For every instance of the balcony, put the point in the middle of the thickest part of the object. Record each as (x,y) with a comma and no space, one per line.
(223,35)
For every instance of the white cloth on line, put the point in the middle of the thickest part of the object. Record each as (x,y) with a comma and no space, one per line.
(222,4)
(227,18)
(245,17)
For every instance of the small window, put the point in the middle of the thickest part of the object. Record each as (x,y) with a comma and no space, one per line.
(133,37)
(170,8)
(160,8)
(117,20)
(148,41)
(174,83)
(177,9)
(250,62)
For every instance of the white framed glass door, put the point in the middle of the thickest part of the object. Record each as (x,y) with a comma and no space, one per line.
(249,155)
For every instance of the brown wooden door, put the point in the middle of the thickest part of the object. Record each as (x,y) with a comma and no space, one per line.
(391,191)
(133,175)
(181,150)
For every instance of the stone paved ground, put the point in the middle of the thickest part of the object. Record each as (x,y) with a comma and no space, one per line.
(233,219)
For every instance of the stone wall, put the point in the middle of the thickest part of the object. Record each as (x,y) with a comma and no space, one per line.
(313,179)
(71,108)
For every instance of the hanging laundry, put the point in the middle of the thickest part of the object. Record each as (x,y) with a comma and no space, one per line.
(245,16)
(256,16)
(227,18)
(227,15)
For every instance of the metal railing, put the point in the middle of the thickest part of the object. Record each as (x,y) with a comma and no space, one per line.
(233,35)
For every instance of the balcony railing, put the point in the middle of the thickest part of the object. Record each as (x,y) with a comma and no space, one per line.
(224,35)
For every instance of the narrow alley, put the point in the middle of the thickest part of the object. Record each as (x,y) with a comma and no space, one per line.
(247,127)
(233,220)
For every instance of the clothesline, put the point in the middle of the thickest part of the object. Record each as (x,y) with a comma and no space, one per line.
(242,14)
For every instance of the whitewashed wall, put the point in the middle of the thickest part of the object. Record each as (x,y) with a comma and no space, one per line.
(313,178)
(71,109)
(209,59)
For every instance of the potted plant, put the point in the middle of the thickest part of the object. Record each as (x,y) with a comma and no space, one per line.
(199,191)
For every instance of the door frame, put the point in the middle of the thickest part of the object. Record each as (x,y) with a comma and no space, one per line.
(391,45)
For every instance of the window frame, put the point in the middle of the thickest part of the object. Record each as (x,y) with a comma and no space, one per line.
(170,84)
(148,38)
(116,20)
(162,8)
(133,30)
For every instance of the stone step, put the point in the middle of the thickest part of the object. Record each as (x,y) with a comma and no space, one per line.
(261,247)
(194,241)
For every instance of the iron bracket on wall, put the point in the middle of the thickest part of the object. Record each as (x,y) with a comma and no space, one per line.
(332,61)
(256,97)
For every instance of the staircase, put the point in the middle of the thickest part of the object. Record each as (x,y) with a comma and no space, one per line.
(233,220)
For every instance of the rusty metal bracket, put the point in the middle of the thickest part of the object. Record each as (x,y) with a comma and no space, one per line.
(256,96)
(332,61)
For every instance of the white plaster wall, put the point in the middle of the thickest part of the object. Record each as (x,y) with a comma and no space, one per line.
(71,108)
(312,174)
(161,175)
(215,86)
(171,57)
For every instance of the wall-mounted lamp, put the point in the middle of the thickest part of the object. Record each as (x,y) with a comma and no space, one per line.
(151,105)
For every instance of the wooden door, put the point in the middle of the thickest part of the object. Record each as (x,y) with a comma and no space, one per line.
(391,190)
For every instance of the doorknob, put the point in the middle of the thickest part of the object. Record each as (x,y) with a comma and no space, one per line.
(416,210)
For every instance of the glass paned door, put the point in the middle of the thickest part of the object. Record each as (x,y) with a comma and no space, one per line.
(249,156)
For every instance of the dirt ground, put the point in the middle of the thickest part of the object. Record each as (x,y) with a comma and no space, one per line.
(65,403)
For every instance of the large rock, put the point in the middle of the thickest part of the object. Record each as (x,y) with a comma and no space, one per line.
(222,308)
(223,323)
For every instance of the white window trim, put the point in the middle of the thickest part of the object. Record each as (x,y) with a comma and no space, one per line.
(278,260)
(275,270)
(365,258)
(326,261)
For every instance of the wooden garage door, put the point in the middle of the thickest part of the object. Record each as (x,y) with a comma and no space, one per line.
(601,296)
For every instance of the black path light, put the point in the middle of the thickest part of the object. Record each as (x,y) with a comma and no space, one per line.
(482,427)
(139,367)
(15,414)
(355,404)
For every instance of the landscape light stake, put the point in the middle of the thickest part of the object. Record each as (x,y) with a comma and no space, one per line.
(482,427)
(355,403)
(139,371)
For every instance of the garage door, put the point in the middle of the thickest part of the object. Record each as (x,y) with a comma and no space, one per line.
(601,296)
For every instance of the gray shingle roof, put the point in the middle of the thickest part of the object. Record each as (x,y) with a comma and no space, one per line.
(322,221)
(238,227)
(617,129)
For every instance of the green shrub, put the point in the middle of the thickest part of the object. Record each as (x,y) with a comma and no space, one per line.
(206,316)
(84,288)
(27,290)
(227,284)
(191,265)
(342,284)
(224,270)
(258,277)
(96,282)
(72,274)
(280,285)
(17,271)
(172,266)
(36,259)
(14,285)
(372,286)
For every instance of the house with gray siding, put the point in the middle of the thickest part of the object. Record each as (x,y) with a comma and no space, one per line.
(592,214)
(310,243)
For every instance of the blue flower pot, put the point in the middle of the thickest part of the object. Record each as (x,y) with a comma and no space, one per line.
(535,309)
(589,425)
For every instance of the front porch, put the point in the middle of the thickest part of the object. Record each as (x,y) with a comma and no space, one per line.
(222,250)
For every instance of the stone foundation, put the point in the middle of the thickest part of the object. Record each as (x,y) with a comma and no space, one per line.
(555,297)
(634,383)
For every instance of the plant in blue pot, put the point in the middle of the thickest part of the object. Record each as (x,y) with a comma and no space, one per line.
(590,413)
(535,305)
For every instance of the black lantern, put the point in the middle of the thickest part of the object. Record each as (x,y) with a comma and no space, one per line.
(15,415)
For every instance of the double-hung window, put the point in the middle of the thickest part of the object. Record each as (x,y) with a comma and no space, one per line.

◇ ◇ ◇

- _Required work_
Please extract exactly, and only, the lines from the line containing "For every instance of the front" through the last line of the records.

- _Final answer_
For every instance of the front porch, put the point in the middle of the thickest part of the object. Record each as (x,y) with a comma and no space, one per line.
(222,250)
For every instance of the stone foundation, put the point in the middle of the thickest part of the object. Record each as (x,y) with a comma and no space, one per line.
(555,297)
(634,383)
For every instance of the plant in blue pot, put the point in the middle of the thickest part of the object. Record each as (x,y) with a comma and no space, one per line.
(590,413)
(535,305)
For every instance of the black lantern, put the point in the middle of the thickest part of the object. Record each as (x,y) with a comma and no space, one per line.
(15,415)
For every instance of the double-hung window, put the point in the middle of the thickest part of the object. Record each as (x,y) with a comma and no space, one per line.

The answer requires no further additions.